## Instruction
Count the lines in the items below that contain the word "goose" and give only that number.

+===+

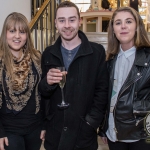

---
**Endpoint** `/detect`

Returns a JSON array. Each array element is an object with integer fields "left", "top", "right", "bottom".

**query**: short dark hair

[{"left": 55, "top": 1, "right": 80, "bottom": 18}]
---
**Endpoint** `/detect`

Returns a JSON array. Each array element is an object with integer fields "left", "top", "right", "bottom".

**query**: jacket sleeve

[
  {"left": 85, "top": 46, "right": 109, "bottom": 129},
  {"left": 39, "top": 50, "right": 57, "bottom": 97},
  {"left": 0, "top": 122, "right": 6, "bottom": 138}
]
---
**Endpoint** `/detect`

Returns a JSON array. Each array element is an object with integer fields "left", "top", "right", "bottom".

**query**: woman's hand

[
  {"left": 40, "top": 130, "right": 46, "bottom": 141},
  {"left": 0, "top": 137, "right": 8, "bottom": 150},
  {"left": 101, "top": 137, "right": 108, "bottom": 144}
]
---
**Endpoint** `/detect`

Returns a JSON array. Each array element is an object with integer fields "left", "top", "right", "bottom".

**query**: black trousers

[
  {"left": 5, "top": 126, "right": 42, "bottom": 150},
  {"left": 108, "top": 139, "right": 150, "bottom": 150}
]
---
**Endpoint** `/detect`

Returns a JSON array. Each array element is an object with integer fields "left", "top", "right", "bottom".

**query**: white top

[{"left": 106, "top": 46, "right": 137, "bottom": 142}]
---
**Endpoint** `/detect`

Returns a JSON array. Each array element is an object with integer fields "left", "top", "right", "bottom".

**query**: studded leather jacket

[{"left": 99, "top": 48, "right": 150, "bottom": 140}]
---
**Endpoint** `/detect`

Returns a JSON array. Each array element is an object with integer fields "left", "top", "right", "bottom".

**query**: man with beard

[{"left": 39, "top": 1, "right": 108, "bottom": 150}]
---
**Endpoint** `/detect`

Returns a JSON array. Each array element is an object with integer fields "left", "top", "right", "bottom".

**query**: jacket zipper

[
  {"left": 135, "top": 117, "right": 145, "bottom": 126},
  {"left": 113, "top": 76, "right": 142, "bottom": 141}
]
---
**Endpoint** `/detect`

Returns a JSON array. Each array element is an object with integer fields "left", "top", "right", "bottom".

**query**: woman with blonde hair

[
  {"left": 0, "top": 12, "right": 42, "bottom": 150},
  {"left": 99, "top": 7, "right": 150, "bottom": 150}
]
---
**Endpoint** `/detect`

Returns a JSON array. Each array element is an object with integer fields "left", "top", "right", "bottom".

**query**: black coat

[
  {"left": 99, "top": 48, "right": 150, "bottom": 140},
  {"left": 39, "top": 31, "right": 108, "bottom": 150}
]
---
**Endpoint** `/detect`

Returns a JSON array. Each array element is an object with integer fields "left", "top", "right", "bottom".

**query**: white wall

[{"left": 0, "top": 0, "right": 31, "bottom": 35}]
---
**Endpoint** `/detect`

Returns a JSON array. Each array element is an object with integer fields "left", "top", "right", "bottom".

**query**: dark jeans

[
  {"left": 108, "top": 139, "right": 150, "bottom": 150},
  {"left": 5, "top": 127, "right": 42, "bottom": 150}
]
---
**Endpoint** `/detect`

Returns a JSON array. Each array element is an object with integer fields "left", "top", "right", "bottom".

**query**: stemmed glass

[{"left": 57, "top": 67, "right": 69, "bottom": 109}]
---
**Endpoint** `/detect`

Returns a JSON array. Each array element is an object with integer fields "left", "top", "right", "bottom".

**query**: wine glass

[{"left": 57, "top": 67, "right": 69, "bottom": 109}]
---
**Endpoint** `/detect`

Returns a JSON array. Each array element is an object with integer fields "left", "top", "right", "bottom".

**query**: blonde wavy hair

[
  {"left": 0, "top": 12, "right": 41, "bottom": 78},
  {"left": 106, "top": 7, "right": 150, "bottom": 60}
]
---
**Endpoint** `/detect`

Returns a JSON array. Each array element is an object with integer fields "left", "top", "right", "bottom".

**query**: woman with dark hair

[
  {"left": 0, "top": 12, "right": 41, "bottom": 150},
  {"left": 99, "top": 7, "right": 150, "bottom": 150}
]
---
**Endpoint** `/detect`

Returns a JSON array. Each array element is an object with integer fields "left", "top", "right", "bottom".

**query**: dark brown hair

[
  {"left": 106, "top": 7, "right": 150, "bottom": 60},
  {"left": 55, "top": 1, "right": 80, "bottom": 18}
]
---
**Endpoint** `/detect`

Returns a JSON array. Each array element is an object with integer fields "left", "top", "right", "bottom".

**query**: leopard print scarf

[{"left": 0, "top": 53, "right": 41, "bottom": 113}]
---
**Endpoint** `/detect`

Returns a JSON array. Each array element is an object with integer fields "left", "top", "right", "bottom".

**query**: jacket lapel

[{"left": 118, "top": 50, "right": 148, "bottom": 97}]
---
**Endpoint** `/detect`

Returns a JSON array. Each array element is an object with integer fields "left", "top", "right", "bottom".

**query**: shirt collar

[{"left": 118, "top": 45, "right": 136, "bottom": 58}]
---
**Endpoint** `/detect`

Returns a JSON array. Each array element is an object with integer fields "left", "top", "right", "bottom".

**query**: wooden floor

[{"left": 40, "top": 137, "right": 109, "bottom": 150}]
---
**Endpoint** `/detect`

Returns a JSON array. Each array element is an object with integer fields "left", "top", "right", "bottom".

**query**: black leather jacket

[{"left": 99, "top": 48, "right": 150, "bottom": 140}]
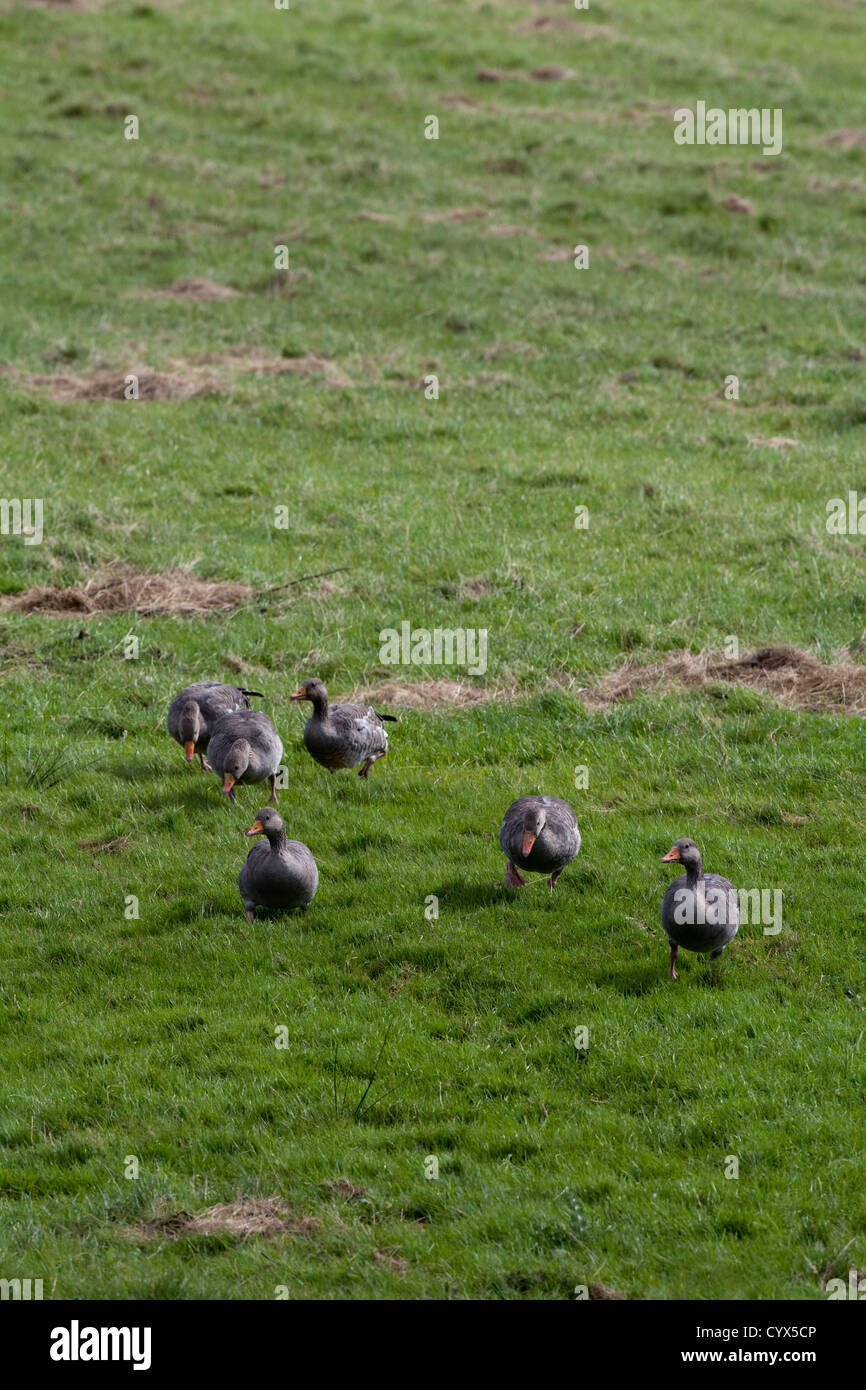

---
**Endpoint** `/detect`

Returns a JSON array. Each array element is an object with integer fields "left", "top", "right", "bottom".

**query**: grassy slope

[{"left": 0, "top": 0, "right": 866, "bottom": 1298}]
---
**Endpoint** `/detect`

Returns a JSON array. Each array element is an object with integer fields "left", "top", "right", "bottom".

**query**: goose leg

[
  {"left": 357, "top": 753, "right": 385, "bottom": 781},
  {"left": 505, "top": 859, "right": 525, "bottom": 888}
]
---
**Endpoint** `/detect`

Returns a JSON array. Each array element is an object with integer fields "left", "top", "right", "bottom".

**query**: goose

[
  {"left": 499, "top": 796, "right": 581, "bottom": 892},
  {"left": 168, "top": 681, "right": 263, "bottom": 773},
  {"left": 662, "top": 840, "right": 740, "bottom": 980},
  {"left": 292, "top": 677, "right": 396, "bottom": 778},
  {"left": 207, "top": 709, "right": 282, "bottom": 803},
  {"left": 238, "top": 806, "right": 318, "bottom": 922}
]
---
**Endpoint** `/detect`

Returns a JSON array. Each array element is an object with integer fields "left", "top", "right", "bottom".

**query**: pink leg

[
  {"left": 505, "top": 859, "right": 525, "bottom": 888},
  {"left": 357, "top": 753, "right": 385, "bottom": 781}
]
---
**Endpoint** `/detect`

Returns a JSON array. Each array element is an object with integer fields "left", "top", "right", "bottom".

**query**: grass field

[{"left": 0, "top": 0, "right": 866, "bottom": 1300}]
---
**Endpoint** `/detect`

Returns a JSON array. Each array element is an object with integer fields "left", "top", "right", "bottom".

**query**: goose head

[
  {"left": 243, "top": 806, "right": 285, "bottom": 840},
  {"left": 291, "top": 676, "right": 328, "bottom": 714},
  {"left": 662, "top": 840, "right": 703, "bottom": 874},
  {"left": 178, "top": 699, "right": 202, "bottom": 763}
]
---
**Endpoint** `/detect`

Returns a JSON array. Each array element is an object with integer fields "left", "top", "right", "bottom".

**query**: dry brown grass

+===+

## Reply
3